Image location labeling rows
####

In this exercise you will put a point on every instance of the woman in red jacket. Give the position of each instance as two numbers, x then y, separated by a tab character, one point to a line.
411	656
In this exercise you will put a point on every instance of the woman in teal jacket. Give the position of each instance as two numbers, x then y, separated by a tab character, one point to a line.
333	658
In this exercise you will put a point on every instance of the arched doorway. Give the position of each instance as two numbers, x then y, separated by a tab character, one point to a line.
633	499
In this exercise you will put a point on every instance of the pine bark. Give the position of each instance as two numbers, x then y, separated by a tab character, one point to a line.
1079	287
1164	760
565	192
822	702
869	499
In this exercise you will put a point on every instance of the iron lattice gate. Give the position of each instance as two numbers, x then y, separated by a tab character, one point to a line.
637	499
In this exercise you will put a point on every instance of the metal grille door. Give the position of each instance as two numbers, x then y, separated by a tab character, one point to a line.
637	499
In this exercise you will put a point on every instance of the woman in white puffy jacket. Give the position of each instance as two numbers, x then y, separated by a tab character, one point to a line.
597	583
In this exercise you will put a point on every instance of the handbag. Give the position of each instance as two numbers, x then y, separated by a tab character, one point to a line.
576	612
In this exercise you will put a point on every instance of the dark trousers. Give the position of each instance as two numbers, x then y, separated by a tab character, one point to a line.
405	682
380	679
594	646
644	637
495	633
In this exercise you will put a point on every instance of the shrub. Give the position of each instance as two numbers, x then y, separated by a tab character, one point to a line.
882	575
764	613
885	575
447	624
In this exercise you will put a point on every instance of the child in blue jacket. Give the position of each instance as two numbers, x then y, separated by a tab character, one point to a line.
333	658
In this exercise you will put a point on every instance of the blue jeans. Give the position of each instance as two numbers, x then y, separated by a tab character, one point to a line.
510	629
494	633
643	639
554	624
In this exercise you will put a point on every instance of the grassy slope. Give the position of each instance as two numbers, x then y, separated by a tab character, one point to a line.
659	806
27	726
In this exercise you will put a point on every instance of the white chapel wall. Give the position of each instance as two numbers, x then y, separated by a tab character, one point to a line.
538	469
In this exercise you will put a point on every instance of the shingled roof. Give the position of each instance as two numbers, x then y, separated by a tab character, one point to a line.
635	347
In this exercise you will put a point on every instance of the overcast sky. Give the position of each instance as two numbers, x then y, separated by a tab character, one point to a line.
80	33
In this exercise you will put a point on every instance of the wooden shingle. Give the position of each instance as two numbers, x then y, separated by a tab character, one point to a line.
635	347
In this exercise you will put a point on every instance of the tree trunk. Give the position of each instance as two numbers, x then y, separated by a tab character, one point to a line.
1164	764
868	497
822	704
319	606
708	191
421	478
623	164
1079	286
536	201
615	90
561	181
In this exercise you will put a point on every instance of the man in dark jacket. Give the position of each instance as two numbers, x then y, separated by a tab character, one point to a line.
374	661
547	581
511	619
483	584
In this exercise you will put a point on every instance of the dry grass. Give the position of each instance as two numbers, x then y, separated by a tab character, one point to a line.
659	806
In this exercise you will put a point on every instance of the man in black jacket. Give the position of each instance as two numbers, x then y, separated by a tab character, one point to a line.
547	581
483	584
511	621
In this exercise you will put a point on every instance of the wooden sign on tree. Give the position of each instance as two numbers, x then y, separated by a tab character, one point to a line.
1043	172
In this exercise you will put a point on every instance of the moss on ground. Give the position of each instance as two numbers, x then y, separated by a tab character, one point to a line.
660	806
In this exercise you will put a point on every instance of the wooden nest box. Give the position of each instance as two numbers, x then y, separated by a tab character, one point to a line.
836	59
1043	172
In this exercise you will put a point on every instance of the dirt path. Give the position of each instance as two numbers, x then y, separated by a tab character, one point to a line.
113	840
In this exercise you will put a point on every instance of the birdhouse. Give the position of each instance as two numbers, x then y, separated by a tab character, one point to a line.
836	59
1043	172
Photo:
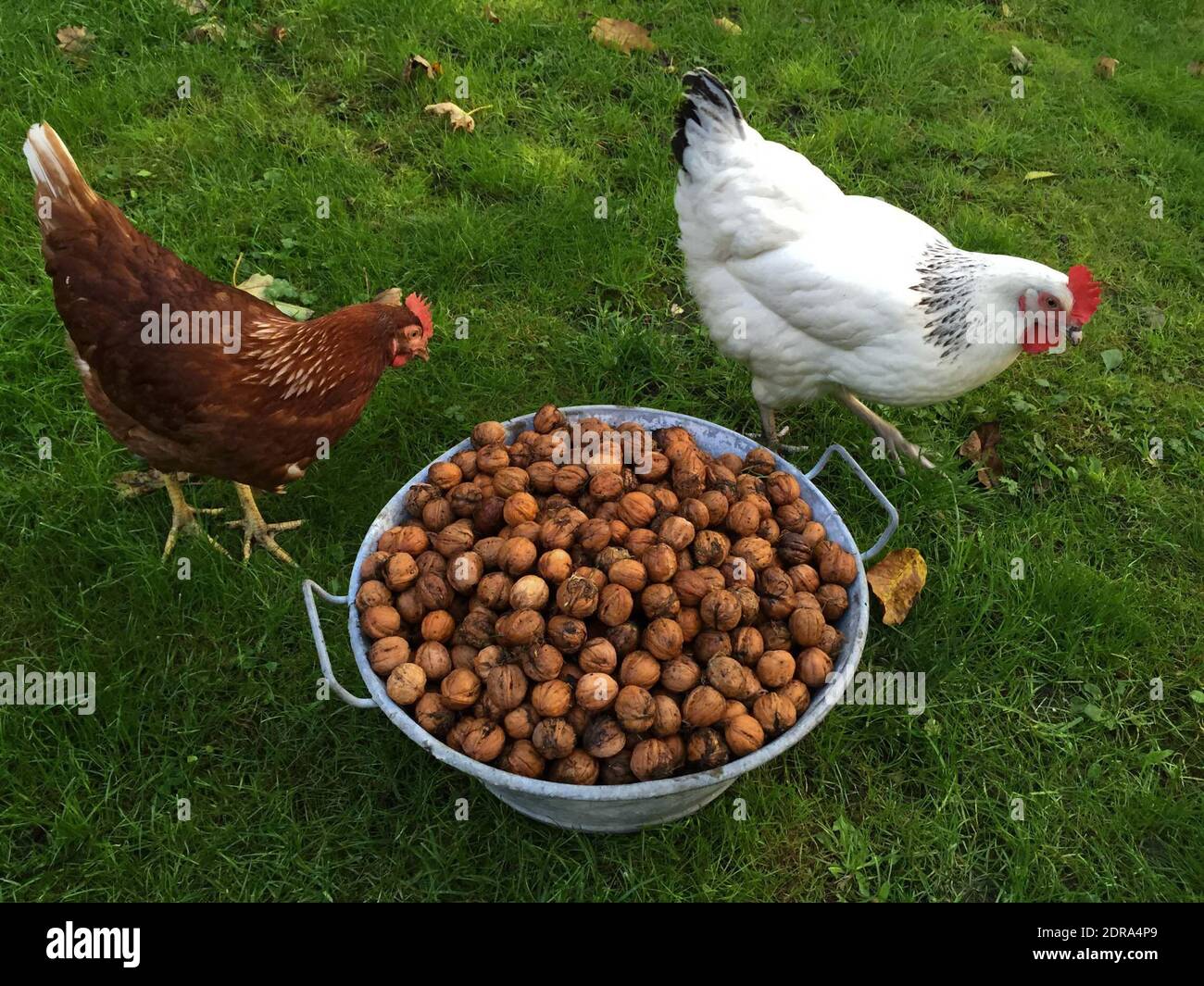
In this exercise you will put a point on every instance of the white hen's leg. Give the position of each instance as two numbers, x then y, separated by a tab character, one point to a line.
771	436
894	438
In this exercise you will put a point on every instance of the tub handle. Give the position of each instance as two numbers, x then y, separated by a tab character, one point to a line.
892	525
307	589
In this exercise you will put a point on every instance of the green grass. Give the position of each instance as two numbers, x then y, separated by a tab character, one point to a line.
1036	689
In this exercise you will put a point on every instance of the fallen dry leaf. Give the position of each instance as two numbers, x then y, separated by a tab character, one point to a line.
75	41
624	35
896	580
417	65
458	119
979	450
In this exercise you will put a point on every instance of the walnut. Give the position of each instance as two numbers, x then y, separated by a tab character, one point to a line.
417	497
529	593
465	571
517	555
488	433
814	668
595	692
639	668
520	626
433	658
807	626
437	625
775	713
634	708
444	476
721	609
484	741
520	722
834	600
433	714
406	684
549	418
603	738
380	621
552	697
554	738
386	653
663	638
707	749
576	768
651	760
577	596
681	674
522	758
703	706
372	593
677	532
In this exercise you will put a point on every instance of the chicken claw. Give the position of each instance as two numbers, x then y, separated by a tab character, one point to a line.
773	436
183	518
256	529
890	435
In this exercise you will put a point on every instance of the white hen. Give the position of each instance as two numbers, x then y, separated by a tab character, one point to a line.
823	293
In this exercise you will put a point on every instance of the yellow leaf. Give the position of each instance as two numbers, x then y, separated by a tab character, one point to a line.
896	580
75	40
624	35
460	119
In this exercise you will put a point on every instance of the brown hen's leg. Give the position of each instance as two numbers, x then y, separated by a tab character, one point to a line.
256	529
183	518
890	435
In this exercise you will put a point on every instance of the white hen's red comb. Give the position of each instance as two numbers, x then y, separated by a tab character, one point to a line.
1085	293
417	304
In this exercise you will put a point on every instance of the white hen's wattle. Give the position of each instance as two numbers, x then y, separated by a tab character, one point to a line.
825	293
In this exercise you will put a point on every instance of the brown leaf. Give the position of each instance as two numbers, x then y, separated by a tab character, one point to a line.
896	580
458	119
417	65
75	41
622	35
979	449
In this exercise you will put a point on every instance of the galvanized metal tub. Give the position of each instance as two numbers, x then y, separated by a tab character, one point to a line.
629	806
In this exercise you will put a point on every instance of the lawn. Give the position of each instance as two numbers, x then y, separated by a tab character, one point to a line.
1038	688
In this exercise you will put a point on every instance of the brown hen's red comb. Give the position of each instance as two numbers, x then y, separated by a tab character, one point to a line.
1085	293
417	304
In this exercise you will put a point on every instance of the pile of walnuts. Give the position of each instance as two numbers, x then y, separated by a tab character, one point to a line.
600	604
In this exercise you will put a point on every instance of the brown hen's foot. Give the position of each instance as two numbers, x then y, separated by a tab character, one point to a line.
139	481
183	518
256	529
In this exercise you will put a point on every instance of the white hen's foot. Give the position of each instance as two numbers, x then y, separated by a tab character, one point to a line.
771	435
257	530
892	438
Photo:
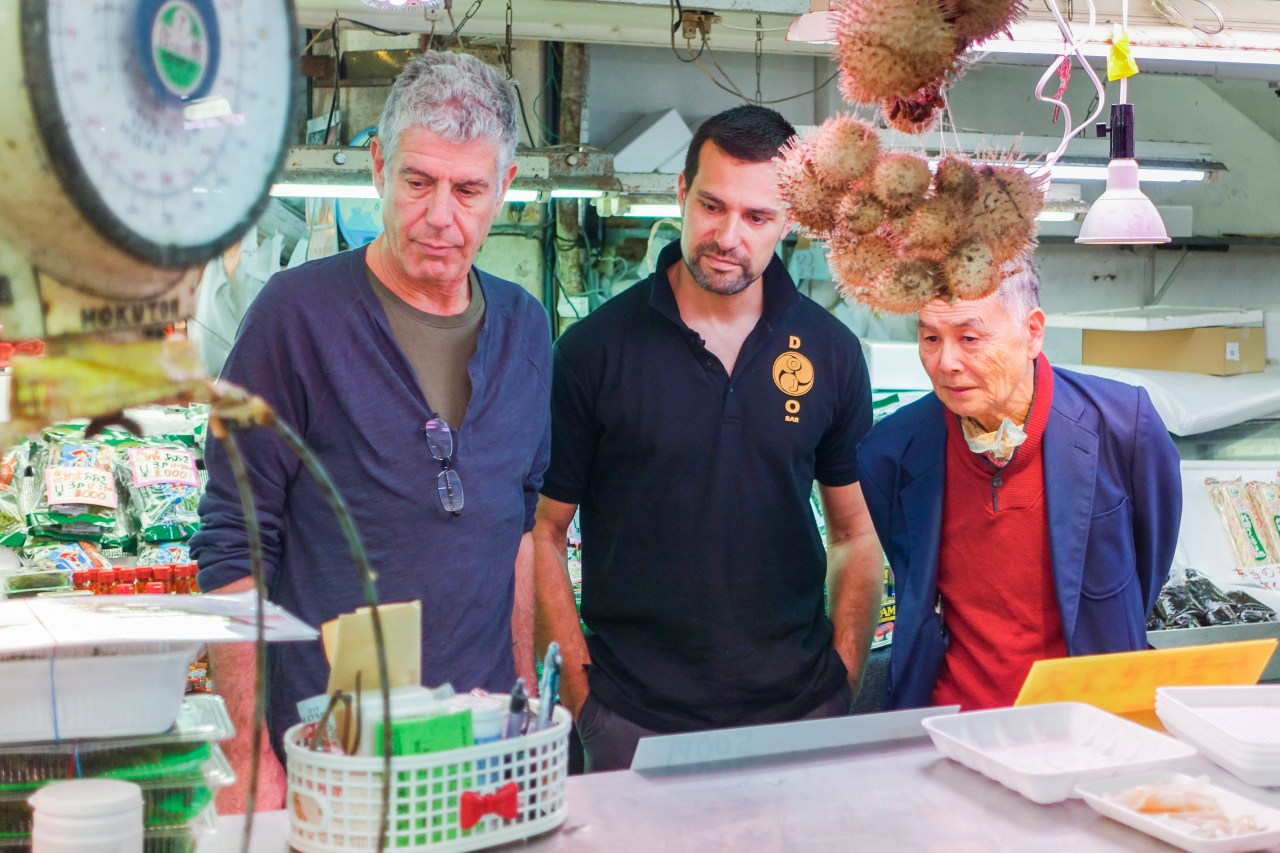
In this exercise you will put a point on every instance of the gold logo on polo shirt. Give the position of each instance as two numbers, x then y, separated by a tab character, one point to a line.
792	374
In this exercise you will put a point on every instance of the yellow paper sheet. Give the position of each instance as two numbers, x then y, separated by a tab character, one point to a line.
1125	683
353	648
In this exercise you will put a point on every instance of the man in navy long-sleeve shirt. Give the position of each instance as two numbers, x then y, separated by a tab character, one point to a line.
423	384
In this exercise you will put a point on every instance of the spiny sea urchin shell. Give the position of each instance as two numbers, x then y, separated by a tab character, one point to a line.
900	179
970	270
906	288
977	21
956	178
1005	210
856	265
891	48
842	150
859	213
813	205
936	226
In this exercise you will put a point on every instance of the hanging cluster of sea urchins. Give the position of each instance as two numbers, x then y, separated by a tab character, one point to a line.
897	235
899	53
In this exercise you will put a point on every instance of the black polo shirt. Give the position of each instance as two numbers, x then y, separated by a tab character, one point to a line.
703	570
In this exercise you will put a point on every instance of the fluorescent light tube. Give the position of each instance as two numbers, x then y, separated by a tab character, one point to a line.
324	191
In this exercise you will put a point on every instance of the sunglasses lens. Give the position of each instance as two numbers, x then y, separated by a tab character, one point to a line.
449	487
439	437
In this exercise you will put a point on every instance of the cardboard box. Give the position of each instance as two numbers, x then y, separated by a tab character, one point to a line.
1215	350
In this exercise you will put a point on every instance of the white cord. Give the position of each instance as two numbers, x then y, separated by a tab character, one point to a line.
1073	48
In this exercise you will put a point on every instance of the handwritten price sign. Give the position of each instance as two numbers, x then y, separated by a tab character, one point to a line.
80	486
152	465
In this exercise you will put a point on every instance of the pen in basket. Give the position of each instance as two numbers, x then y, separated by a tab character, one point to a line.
517	715
548	690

####

Please set down the rows above again word for word, from the line with "of the black" through the final row, both ends included.

* [SOLUTION BELOW]
In this exercise you will put a point on every instance of the black polo shirt. Give the position of each instance as two numbers, x then y, separated by a tab character, one point to a line.
703	570
In this exercise you will put a point on every instance of the fluorescent light tube. Give the position of each instance as two numbers, x then y, separated by a tab character, one point to a line.
324	191
In this exercise you will put a point on every instance of the sunglasses lens. Give the position of each instance as two numbers, x then y, separated by a tab character, one point to a line.
449	487
439	437
In this exercise you will put a point on every instance of the cardboard box. Give the position of each instance as two numbers, x then y, separated by a tab character, one point to a line.
1215	350
In this exercise you will put a point on every instance of the white cord. Give the position of each instance as two numbers, x then y, separated by a tab character, one point to a line.
1073	48
In this exercise you will put a point on every instance of the handwritten price sign. Give the position of each instance as two numbers, x then y, separated by a tab character, one point to a line.
80	486
152	465
In this exercise you will put a point on every instance of the pen in basket. Give the position of each instance as two numbers, x then y, separated by a tab character, one point to a line.
517	715
548	690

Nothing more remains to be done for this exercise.